* Directions *
Lines before the one containing "Target: rear fender" are to be left out; reproduce that line and all the rest of the entries exactly.

##############################

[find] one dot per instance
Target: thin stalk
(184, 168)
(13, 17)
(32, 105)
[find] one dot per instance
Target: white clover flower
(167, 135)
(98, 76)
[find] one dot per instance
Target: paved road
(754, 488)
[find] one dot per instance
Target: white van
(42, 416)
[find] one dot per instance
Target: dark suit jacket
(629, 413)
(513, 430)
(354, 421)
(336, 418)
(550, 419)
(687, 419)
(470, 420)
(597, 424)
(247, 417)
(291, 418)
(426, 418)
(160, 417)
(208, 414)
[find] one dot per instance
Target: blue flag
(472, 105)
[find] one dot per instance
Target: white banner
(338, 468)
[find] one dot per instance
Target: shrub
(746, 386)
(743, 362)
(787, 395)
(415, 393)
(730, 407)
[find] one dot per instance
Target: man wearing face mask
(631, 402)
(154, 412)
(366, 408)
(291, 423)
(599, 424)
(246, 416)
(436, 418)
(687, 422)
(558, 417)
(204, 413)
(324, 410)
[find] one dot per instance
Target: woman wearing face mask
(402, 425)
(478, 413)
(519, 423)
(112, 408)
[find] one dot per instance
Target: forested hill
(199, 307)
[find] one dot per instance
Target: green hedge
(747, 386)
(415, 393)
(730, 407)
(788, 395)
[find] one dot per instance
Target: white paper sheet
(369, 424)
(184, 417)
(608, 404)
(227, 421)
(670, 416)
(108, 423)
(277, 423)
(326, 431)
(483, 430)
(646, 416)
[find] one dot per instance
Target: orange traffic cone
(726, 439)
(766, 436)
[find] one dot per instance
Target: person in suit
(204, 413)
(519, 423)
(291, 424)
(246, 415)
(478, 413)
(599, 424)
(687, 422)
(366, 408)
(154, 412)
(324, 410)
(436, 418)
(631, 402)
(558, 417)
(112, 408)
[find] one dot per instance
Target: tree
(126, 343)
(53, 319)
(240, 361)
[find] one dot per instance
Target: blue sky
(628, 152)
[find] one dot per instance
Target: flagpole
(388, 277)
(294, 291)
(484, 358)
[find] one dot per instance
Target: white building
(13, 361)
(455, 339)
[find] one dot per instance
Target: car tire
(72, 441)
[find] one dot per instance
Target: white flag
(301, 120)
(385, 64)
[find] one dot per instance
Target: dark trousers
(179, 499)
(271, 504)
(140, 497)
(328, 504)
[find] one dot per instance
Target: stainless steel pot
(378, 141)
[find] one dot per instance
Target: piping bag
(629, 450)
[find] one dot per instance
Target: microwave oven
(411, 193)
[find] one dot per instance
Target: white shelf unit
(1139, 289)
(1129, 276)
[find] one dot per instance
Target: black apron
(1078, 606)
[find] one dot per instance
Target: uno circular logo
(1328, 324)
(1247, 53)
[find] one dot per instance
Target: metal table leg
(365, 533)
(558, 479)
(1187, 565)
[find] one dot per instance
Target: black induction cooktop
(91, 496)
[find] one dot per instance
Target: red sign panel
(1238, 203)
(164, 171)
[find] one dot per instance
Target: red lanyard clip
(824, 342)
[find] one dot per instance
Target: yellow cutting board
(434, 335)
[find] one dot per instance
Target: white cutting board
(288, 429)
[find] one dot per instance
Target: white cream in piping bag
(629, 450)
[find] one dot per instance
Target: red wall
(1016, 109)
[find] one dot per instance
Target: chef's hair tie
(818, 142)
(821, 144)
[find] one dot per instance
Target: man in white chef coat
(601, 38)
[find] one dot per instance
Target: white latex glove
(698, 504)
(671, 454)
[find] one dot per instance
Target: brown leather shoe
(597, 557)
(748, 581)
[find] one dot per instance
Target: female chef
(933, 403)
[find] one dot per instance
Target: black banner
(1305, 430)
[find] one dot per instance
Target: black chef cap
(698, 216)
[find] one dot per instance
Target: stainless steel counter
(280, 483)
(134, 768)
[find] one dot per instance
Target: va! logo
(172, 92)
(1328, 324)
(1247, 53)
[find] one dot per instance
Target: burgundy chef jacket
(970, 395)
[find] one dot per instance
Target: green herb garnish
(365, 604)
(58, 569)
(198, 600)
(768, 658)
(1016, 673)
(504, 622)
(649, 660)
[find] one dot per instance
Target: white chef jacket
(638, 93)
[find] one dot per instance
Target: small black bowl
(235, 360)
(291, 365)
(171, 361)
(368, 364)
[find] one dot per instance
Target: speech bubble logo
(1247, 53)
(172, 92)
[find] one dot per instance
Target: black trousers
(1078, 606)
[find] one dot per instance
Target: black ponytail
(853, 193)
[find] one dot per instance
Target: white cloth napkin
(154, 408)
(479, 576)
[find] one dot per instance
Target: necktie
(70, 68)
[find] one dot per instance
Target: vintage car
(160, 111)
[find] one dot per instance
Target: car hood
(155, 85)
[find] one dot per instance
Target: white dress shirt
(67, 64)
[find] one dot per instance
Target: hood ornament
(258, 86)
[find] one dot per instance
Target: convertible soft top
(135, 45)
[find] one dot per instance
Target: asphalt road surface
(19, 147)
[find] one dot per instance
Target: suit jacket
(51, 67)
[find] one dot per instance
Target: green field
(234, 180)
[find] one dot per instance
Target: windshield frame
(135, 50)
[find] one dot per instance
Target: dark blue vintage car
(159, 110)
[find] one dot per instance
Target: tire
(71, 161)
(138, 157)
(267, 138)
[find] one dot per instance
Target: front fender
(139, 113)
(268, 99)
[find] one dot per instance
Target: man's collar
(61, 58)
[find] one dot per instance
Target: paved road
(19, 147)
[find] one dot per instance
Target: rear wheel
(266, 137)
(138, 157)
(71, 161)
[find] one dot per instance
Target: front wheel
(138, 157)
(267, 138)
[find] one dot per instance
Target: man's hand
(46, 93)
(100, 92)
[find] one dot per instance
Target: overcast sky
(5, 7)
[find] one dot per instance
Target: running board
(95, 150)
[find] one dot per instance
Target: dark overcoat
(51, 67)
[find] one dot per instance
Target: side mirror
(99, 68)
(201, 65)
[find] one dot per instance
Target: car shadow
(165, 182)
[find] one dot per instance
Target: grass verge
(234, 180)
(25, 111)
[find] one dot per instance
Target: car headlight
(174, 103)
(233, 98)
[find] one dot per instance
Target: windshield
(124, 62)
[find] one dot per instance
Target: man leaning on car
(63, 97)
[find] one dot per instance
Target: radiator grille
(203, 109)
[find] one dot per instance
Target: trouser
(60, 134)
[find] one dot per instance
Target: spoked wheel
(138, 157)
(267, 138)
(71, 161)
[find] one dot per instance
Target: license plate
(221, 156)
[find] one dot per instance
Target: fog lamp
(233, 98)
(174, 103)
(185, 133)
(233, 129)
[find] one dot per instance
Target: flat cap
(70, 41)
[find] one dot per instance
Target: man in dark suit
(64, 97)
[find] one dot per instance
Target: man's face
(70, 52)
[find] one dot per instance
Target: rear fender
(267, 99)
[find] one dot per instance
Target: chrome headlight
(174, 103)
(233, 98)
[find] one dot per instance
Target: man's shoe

##############################

* Written response *
Target: rear fender
(267, 99)
[find] one dot per instance
Target: chrome headlight
(174, 103)
(233, 98)
[find] one dot per instance
Target: man's shoe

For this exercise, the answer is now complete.